> _TASK BRIEF_
Answer these questions from the breastfeeding article.
(a) What do the breasts produce in the first few days after birth?
(b) Whom does the article say to contact if you are in any doubt about your baby's latch?
(c) What does the NHS recommend for feeding new babies?
--- READING PASSAGE Enclosed Below ---
Breastfeeding For Beginners

31/01/2012 19:43 | Updated 22 May 2015

Everyone has heard that "breast is best", but if you are a mum-to-be planning to breastfeed you may still find the idea daunting. Will it hurt? How often do you have to feed, and for how long? And how do you know if your baby is getting enough milk?

Every baby is different, and there can be a variety of challenges involved, but stick with it and breastfeeding can be a wonderfully rewarding and bonding experience.

Breastfeeding for beginners

Don't worry if breastfeeding seems challenging at first. As well as recovering from labour and birth, new mums have to learn feeding positions, techniques, and to understand hunger signals. At the same time, hungry newborns usually want to feed very frequently. It can all seem very tiring to begin with, so make sure you stay hydrated, eat well and get plenty of rest, especially in the early weeks.

For some women it can also feel wonderful, and yet a little strange, to discover a part of their body has a whole new purpose. Mum Carol, 31, from Stoke on Trent, says of learning to breastfeed, "It was weird using part of my body for something completely new. As if I had discovered a can-opener as part of my elbow."

Remember that, like anything, breastfeeding can take a little time to perfect, and any problems will usually be resolved with practise.

If you should experience any pain or discomfort, check to make sure your baby is latching on correctly. As well as reading and looking at diagrams of how a good latch works, it's also worth watching videos of breastfeeding in action. If you're in any doubt, don't hesitate to contact your community midwife, who will be able to direct you in your own home.

As a baby gets older and bigger she will feed for longer each session and less frequently, so you'll get more rest too!

Feeding in the early days after birth

In the first few days after birth the breasts produce colostrum. This thick yellow fluid is packed with antibodies to protect infants against disease. This is gradually replaced over the next few days by normal milk.

Breastmilk contains everything a baby needs, and so as long as a baby is gaining weight and seems alert and happy, there is no need to worry about how much milk exactly he is drinking.

The NHS recommends feeding on-demand for new babies and not timing feeds to maximise milk production. Some babies may want feeding every couple of hours to begin with.
--- End of Enclosed READING PASSAGE ---
--- RECORD EXTRACTS Enclosed Below ---
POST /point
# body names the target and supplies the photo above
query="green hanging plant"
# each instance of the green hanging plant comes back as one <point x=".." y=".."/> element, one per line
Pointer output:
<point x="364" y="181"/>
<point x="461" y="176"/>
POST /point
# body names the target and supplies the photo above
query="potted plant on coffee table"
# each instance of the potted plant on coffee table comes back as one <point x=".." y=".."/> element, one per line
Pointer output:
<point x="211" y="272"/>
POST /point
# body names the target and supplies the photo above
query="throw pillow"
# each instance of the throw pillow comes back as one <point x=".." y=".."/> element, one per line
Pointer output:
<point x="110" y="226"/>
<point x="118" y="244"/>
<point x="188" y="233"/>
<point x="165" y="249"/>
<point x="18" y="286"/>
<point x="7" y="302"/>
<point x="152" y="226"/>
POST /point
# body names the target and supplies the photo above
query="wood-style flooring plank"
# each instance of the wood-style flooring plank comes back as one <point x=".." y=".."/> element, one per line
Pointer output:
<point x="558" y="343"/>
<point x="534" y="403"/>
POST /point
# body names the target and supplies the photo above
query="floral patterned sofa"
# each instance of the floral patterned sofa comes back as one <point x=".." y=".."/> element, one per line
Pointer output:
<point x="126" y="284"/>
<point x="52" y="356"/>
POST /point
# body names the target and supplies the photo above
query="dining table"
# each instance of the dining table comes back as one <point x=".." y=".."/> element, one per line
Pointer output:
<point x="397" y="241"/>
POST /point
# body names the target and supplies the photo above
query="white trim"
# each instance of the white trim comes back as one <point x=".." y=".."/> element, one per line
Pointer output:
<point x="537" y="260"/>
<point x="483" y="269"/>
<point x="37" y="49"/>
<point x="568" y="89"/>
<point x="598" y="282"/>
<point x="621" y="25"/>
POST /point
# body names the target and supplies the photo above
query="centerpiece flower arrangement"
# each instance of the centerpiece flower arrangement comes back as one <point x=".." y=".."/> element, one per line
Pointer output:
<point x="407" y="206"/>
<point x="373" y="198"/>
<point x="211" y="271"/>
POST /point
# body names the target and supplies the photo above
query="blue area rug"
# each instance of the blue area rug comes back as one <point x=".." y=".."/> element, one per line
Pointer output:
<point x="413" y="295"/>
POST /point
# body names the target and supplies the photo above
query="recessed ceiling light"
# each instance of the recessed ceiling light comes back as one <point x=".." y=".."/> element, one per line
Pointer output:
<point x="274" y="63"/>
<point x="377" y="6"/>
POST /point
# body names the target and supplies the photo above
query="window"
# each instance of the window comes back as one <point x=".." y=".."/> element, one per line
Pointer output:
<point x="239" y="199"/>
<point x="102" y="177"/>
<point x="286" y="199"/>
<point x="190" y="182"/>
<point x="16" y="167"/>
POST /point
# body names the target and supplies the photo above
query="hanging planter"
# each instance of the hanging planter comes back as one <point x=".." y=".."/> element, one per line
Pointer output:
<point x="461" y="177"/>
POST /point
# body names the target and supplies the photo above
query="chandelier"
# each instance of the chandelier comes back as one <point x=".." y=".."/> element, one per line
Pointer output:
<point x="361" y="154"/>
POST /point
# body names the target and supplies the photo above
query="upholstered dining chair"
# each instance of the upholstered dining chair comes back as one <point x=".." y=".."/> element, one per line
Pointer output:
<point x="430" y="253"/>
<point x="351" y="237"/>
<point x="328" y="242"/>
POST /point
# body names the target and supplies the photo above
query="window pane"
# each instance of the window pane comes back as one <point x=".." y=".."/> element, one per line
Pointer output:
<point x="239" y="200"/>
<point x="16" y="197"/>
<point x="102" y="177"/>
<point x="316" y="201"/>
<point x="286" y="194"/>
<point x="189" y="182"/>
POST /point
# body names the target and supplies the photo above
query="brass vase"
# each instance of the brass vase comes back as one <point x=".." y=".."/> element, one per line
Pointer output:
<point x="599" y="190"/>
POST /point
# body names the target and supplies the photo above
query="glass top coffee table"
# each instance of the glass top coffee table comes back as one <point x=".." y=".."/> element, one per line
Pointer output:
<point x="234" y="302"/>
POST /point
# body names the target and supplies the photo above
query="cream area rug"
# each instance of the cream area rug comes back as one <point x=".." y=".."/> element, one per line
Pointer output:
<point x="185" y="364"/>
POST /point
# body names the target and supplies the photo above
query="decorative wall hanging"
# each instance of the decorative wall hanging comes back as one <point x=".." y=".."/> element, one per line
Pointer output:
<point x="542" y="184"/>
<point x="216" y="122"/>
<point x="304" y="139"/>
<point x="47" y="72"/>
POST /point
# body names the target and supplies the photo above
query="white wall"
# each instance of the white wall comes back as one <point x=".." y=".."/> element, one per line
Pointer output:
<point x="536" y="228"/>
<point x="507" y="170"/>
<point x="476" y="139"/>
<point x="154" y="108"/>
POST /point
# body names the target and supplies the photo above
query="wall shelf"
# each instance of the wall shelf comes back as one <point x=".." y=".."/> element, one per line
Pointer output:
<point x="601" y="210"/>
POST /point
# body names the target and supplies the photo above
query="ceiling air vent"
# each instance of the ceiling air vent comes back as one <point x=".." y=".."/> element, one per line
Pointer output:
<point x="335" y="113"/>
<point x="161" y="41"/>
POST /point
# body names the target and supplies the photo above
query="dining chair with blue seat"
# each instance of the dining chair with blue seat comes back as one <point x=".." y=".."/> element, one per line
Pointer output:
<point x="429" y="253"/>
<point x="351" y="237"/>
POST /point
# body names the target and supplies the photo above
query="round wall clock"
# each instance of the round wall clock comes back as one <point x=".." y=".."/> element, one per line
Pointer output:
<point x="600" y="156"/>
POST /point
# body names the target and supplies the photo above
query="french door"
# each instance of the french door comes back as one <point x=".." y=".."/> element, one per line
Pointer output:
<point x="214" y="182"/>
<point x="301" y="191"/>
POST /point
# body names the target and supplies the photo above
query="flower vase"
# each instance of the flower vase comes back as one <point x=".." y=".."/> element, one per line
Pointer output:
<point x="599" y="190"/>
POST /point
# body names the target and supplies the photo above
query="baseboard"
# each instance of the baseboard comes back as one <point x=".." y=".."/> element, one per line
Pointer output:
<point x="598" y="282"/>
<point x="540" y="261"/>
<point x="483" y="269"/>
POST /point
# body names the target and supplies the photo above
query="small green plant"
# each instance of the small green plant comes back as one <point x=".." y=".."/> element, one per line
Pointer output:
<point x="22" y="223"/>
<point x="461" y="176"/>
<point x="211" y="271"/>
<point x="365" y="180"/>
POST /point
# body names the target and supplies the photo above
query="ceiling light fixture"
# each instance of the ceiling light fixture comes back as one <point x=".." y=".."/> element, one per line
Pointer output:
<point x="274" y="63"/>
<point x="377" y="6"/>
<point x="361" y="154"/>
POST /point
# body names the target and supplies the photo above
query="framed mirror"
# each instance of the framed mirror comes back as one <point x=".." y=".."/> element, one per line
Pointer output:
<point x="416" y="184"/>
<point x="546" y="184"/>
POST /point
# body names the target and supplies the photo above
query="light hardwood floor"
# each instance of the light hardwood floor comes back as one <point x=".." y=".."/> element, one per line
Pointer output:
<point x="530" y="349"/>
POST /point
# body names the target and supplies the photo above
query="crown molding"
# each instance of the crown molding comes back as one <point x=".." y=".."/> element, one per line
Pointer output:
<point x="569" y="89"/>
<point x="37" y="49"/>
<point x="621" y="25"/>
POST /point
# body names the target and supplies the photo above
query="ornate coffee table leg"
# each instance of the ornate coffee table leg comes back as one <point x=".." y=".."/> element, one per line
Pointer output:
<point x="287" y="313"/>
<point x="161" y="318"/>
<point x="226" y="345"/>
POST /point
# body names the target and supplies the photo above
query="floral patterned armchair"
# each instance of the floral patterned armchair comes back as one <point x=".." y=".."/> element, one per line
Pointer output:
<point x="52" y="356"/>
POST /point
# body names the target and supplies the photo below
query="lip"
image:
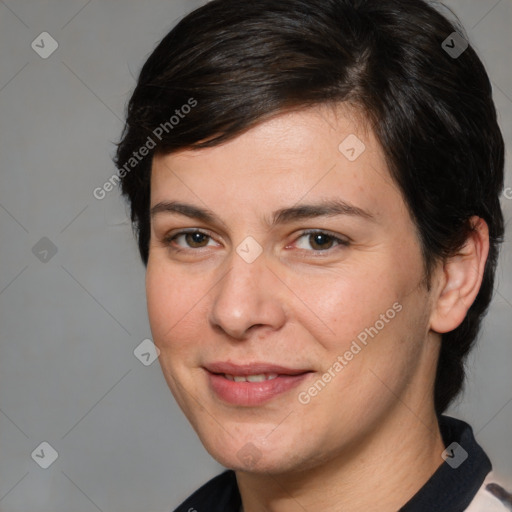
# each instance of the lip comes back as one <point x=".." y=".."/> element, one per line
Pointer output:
<point x="250" y="394"/>
<point x="252" y="368"/>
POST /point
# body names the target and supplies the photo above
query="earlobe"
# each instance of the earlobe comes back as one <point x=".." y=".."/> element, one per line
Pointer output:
<point x="462" y="276"/>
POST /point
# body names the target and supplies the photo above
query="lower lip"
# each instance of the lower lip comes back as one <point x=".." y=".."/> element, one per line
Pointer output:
<point x="253" y="393"/>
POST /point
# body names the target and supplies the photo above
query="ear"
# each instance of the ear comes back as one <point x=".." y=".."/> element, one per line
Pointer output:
<point x="460" y="279"/>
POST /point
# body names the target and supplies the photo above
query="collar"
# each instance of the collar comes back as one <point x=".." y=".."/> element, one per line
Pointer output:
<point x="449" y="489"/>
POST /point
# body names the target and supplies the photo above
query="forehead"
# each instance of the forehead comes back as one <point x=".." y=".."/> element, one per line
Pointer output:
<point x="317" y="153"/>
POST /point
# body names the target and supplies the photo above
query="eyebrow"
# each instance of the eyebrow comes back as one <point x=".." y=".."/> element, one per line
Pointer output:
<point x="329" y="208"/>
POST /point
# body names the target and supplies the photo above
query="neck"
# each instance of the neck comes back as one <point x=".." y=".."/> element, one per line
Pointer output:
<point x="381" y="473"/>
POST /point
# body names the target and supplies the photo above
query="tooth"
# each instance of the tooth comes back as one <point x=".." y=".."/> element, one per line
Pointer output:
<point x="256" y="378"/>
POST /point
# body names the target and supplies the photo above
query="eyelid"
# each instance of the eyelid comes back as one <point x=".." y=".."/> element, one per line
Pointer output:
<point x="170" y="237"/>
<point x="340" y="239"/>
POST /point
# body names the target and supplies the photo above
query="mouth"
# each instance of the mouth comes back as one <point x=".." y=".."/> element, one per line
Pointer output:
<point x="252" y="384"/>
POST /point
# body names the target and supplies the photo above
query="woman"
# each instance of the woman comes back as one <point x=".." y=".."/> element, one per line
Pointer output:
<point x="315" y="188"/>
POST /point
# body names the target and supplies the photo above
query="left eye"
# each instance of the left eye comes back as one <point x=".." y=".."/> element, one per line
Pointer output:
<point x="319" y="241"/>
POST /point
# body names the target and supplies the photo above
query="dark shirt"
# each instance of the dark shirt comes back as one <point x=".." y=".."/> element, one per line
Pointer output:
<point x="450" y="489"/>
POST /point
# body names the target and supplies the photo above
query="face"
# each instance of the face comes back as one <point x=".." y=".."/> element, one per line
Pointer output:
<point x="285" y="292"/>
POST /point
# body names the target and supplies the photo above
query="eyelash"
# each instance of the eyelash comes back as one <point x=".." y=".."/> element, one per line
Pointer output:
<point x="339" y="241"/>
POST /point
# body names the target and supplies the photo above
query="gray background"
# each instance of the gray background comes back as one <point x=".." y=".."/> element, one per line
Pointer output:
<point x="70" y="324"/>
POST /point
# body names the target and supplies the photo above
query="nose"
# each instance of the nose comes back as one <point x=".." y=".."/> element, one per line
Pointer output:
<point x="247" y="299"/>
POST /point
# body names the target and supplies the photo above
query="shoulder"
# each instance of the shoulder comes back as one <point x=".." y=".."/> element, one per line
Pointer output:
<point x="495" y="495"/>
<point x="220" y="494"/>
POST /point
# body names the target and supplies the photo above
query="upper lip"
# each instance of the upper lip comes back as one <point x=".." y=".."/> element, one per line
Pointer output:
<point x="256" y="368"/>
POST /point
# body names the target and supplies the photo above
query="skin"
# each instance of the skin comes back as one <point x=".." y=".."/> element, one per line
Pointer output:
<point x="300" y="305"/>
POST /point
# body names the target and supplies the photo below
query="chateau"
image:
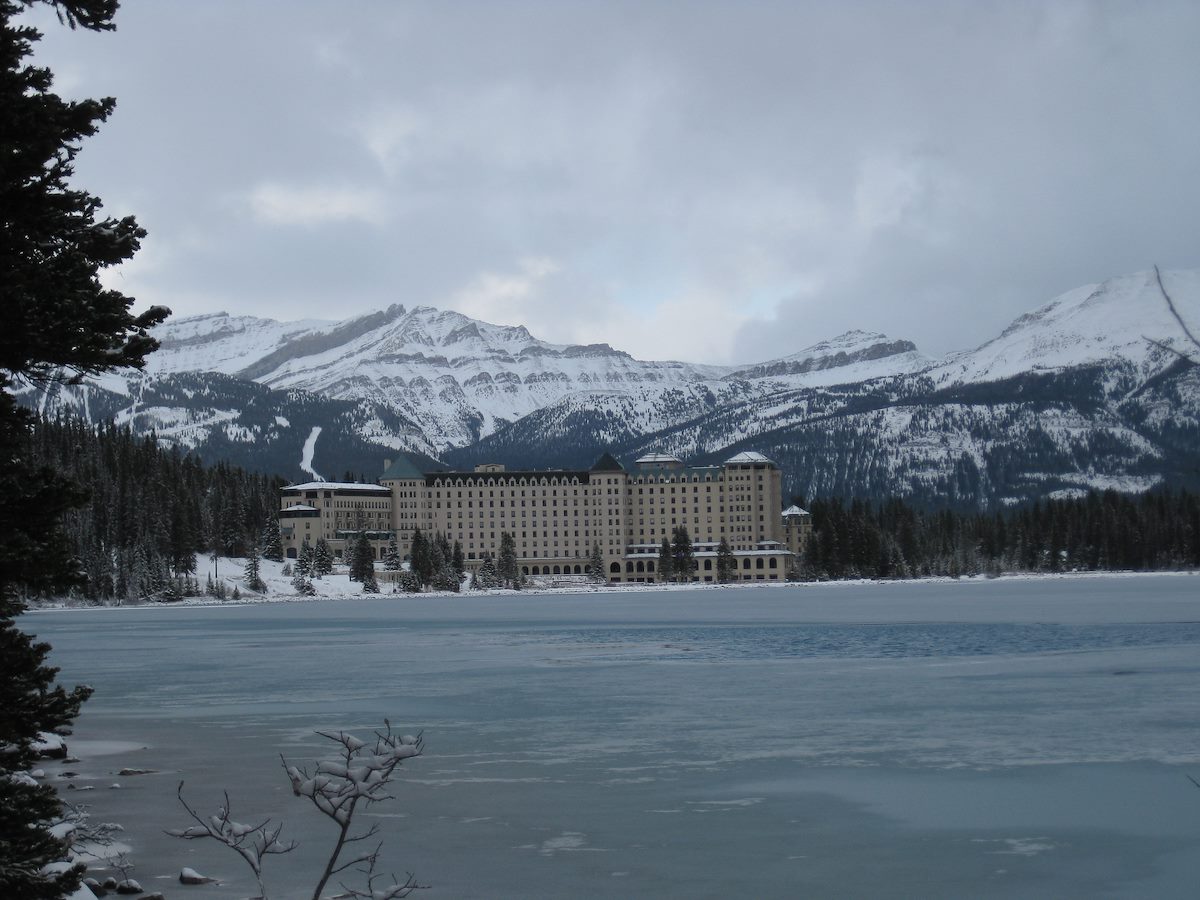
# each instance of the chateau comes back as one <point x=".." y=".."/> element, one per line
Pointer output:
<point x="557" y="516"/>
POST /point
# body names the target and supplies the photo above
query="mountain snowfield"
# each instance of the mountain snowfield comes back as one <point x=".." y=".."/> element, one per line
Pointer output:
<point x="1080" y="393"/>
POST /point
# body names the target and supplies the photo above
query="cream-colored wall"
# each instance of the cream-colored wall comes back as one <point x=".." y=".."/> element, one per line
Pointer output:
<point x="556" y="517"/>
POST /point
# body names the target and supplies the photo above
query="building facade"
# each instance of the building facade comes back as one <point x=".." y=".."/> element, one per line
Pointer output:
<point x="556" y="517"/>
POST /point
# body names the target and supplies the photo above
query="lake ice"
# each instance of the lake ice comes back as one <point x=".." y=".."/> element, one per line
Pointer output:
<point x="1003" y="738"/>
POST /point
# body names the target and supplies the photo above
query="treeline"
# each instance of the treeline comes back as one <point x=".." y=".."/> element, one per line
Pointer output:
<point x="1099" y="532"/>
<point x="150" y="509"/>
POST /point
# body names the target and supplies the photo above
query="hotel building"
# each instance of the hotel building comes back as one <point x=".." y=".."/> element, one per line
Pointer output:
<point x="557" y="516"/>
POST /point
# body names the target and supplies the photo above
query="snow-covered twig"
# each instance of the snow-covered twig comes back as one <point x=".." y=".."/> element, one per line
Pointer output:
<point x="251" y="843"/>
<point x="360" y="773"/>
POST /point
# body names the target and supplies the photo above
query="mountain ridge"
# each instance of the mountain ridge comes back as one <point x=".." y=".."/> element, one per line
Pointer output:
<point x="1089" y="376"/>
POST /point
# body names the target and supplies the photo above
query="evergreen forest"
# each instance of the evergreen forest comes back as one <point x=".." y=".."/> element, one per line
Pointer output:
<point x="149" y="510"/>
<point x="1101" y="532"/>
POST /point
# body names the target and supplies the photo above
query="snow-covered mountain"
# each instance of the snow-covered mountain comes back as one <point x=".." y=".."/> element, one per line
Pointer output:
<point x="1083" y="391"/>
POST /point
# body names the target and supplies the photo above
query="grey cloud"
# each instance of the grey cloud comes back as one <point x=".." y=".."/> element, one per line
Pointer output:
<point x="930" y="169"/>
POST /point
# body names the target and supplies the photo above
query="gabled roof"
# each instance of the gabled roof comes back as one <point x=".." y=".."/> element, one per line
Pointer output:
<point x="747" y="456"/>
<point x="655" y="459"/>
<point x="402" y="468"/>
<point x="606" y="463"/>
<point x="337" y="486"/>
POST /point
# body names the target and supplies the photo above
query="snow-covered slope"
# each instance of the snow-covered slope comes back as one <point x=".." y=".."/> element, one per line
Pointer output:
<point x="1085" y="390"/>
<point x="1096" y="324"/>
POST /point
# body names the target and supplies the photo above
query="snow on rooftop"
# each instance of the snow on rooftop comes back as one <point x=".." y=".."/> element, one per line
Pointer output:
<point x="747" y="456"/>
<point x="337" y="486"/>
<point x="652" y="459"/>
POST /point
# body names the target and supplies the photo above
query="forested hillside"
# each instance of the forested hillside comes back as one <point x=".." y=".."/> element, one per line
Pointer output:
<point x="150" y="509"/>
<point x="1102" y="532"/>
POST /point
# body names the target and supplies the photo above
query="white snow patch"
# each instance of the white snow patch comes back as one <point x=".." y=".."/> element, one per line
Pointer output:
<point x="310" y="447"/>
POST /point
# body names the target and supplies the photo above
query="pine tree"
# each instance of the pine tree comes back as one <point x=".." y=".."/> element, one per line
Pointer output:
<point x="595" y="565"/>
<point x="60" y="324"/>
<point x="666" y="561"/>
<point x="726" y="563"/>
<point x="363" y="559"/>
<point x="487" y="576"/>
<point x="304" y="561"/>
<point x="421" y="558"/>
<point x="322" y="559"/>
<point x="683" y="558"/>
<point x="273" y="541"/>
<point x="370" y="583"/>
<point x="253" y="576"/>
<point x="391" y="562"/>
<point x="507" y="565"/>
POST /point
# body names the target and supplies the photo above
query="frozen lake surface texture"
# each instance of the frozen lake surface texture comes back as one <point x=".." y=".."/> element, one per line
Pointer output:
<point x="1012" y="738"/>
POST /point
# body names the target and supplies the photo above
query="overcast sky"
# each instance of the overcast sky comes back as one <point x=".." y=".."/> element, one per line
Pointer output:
<point x="713" y="181"/>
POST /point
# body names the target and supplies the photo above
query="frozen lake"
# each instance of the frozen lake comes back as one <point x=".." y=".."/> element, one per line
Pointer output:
<point x="1006" y="738"/>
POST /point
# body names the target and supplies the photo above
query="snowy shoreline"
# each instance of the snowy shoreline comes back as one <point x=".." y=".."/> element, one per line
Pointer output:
<point x="340" y="587"/>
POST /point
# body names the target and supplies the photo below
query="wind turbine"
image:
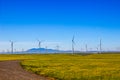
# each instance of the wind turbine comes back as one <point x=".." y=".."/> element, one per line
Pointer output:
<point x="39" y="43"/>
<point x="12" y="46"/>
<point x="57" y="48"/>
<point x="100" y="45"/>
<point x="86" y="47"/>
<point x="73" y="43"/>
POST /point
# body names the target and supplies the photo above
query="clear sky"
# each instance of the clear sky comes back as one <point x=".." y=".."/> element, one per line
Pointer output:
<point x="56" y="21"/>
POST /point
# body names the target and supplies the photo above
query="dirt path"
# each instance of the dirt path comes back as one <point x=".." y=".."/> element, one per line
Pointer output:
<point x="11" y="70"/>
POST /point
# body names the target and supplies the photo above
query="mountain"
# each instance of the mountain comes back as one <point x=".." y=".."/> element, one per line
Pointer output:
<point x="42" y="50"/>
--- End of Enclosed RECORD EXTRACTS ---
> _ANSWER SECTION_
(a) Colostrum.
(b) Your community midwife.
(c) Feeding on demand rather than timing feeds.